Exercise:
Rewrite the entries from the line containing "of the rough" through the end of the entries, changing "log" to "trunk" and leaving all else as it is.

Material for this exercise:
-.-.-
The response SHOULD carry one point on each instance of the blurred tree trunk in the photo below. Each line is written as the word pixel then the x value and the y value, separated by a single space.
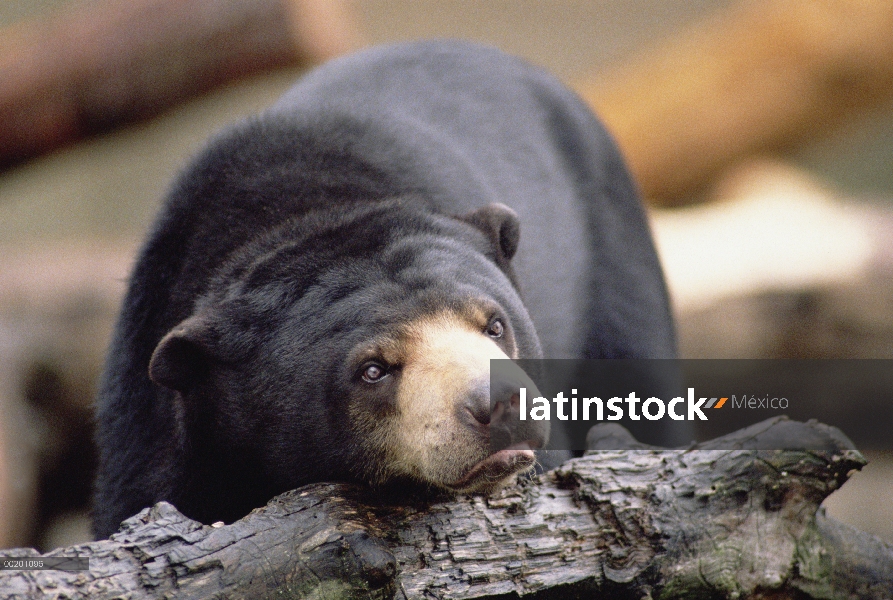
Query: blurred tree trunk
pixel 763 76
pixel 719 521
pixel 113 62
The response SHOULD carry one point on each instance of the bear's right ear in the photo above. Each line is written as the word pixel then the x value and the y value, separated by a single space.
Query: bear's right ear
pixel 183 356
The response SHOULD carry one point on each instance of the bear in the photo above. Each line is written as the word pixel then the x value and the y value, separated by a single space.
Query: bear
pixel 323 289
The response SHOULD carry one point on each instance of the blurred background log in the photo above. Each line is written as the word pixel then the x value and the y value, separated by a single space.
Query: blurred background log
pixel 764 76
pixel 70 221
pixel 101 65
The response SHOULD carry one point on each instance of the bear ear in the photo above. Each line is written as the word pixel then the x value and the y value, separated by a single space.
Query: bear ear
pixel 501 224
pixel 183 356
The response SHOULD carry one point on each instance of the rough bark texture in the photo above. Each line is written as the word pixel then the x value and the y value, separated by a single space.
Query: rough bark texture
pixel 640 523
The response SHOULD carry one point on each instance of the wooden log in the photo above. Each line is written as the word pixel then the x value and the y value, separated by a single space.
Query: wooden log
pixel 703 522
pixel 764 76
pixel 113 62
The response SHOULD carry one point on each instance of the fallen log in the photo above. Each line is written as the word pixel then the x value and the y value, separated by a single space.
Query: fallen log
pixel 695 523
pixel 112 62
-.-.-
Reply to the exercise:
The response SHOULD carry one point on each instance of the rough bark texture in the photo above. Each line is written as the word pixel then the x value and the y value, separated by a single space.
Query: rough bark texture
pixel 640 523
The response SHOULD carry one point on each instance of the wooden trunk in the photo above. Each line is written as the word pixel then the x value and the y value, separated by a single space.
Query: wooden trunk
pixel 703 522
pixel 764 76
pixel 113 62
The response SHOULD carry one point on each instance of the fallen trunk in the photo above. Each line is written as the word pixel then the x value and the y value, separated by a single space.
Query: fallen trunk
pixel 695 523
pixel 112 62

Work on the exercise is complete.